### [Work order]
Reproduce exactly the line that contains "stick in the photo above." and all lines that follow it in the records below, ending with the last one.

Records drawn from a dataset

=== Begin Enclosure ===

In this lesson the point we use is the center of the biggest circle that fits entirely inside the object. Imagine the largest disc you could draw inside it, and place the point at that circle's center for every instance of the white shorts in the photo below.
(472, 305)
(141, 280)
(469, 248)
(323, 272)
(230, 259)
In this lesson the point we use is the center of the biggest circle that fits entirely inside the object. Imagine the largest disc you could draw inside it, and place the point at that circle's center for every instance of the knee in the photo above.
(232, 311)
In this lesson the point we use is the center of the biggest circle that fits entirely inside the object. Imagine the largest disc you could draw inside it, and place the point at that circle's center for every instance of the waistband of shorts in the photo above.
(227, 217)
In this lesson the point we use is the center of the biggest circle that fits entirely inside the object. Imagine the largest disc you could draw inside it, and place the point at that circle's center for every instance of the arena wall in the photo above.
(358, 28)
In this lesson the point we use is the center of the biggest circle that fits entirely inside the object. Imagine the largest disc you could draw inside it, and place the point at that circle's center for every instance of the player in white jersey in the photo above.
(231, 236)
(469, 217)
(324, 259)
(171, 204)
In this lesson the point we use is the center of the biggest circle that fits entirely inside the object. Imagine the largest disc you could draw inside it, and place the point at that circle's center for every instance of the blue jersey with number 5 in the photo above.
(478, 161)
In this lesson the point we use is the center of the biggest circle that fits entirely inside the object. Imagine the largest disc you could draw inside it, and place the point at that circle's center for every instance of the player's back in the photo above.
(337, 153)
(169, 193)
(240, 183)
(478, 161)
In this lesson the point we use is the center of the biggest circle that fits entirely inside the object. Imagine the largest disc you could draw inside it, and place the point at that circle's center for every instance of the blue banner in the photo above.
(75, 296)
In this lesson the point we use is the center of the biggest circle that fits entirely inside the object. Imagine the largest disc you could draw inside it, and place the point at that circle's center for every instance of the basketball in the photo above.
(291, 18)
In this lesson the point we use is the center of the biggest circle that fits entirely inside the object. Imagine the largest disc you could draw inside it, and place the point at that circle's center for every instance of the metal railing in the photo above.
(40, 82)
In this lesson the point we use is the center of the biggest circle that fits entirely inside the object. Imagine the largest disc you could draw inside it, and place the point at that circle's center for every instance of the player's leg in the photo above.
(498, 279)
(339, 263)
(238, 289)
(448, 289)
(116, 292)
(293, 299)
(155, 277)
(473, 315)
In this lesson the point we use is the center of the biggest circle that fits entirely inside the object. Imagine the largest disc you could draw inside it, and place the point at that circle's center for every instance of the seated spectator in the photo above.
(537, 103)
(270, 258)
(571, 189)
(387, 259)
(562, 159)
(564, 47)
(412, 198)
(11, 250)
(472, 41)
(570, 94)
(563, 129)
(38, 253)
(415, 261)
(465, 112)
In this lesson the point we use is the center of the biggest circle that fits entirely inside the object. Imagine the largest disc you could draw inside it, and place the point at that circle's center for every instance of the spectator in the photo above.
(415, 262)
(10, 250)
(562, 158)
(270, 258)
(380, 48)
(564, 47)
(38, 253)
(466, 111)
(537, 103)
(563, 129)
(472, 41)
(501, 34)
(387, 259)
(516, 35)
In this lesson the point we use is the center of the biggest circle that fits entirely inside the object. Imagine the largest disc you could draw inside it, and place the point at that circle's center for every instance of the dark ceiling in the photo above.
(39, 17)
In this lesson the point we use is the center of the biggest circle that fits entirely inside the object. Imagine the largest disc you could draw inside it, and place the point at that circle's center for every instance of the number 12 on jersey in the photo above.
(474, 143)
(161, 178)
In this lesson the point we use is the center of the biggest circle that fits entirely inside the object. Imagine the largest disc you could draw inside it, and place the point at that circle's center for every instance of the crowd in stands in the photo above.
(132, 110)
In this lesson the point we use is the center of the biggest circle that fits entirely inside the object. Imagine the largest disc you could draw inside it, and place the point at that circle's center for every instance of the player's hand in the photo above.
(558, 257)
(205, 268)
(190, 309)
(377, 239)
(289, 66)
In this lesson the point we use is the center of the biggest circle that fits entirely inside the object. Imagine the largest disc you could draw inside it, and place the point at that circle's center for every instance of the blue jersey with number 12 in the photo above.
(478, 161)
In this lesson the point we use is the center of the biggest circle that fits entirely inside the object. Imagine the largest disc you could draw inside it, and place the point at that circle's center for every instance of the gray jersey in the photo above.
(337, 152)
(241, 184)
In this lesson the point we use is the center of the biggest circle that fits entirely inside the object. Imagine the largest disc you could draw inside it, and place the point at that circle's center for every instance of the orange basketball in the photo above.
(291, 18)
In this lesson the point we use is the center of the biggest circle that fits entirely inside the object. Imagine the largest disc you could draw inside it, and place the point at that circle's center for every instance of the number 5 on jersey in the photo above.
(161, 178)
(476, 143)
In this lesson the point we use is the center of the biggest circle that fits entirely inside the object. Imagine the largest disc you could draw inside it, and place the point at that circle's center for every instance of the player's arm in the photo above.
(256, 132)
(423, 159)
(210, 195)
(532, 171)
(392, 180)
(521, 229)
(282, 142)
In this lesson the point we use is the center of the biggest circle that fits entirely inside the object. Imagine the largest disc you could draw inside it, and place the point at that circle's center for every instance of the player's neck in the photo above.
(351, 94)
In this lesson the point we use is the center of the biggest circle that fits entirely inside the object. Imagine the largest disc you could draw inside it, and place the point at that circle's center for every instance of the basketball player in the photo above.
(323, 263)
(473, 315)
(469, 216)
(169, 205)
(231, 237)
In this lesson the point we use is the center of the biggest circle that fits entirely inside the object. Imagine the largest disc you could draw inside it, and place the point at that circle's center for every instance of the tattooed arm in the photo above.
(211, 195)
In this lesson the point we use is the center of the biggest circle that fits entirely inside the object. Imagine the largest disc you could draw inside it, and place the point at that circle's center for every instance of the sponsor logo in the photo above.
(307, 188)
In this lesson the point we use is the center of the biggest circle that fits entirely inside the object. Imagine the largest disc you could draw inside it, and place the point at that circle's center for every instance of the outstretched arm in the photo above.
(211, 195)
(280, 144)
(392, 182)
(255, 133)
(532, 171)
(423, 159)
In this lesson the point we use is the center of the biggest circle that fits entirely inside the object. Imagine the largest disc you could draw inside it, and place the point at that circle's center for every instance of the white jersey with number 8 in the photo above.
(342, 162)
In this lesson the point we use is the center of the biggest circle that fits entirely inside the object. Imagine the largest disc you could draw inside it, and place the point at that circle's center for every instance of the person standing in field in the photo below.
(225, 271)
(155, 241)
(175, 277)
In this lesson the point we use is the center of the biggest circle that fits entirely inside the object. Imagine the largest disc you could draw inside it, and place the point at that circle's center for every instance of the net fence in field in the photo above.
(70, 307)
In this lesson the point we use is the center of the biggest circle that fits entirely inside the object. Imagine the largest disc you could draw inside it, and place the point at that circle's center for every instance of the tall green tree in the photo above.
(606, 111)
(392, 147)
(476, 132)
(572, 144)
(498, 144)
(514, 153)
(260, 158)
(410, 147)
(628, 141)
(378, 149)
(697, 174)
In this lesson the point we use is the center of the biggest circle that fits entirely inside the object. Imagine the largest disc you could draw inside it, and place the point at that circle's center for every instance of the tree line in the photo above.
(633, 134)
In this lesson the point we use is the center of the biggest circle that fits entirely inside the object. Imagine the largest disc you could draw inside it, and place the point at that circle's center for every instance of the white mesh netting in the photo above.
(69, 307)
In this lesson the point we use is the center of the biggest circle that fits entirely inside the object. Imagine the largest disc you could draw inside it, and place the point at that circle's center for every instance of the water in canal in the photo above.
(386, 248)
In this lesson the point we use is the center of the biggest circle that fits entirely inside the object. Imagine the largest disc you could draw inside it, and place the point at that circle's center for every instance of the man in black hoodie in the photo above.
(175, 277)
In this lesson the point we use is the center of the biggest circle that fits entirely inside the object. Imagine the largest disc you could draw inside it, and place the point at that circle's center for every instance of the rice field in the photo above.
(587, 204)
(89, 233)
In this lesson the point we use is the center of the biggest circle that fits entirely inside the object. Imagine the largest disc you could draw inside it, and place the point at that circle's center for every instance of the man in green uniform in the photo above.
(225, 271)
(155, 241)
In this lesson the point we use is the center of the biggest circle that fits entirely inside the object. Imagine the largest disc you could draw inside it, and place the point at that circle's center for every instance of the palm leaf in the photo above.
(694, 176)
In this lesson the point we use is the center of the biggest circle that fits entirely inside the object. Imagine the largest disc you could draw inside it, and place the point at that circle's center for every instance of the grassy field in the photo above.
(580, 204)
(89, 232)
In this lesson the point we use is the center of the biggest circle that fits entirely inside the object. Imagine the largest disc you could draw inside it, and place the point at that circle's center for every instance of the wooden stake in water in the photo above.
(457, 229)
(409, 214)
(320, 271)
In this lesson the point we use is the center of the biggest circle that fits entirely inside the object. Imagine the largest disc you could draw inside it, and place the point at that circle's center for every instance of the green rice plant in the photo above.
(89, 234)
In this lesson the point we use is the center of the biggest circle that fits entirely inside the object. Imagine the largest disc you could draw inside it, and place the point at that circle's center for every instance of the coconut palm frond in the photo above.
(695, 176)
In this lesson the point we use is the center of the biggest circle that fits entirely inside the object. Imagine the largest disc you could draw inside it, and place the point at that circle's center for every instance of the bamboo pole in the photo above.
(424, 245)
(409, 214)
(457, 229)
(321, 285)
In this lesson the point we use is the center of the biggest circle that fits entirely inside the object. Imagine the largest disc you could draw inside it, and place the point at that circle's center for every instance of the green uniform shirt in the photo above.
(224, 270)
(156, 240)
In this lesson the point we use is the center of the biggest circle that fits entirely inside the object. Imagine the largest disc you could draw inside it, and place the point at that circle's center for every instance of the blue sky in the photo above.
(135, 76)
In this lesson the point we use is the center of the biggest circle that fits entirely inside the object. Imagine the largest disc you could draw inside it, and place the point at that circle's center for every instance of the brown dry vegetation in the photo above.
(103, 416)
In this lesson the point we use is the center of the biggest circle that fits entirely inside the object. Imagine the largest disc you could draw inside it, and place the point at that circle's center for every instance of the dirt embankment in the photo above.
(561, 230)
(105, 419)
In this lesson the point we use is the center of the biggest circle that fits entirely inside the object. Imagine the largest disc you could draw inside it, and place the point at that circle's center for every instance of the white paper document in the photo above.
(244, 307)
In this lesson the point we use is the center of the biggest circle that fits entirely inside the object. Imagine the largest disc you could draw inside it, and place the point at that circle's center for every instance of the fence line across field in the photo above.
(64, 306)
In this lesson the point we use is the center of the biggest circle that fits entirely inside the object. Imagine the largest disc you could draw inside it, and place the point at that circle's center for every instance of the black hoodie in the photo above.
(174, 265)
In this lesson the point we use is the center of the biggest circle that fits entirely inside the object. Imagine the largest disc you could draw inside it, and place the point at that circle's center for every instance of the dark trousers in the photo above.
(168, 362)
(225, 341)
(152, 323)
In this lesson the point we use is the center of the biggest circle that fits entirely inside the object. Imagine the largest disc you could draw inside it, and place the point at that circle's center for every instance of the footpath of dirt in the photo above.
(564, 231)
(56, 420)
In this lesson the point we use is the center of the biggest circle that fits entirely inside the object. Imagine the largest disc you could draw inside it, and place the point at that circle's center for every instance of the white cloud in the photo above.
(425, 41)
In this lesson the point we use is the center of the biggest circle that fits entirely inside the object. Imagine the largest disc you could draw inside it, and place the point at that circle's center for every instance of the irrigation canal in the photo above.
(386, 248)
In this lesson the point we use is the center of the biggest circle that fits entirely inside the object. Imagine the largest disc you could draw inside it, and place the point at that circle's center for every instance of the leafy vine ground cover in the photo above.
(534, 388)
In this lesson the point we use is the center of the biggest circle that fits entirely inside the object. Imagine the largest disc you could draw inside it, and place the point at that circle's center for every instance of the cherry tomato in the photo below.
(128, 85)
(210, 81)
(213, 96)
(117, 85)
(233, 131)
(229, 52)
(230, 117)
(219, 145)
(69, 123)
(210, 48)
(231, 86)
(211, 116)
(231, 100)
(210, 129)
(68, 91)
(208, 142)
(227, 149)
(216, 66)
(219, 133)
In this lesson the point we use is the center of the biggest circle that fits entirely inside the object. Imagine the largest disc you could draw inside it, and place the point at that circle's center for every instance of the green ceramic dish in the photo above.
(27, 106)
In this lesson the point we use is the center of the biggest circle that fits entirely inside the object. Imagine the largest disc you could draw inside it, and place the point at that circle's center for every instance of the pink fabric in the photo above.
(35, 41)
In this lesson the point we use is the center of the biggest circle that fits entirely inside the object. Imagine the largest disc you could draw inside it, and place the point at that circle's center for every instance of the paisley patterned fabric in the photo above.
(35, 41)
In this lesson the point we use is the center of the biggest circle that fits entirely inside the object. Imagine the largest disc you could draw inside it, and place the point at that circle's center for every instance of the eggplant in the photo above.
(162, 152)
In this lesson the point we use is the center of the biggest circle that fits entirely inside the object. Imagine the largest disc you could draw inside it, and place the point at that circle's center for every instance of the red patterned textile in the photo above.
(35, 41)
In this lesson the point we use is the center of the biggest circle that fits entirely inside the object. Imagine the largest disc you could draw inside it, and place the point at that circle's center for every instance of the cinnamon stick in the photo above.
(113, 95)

=== End Enclosure ===

### [Answer for this exercise]
In this lesson the point we use is the center of the biggest circle that fits entirely inside the object. Imagine the largest disc you could draw inside it, and place the point at that circle's center for every instance of the cinnamon stick in the photo above.
(113, 95)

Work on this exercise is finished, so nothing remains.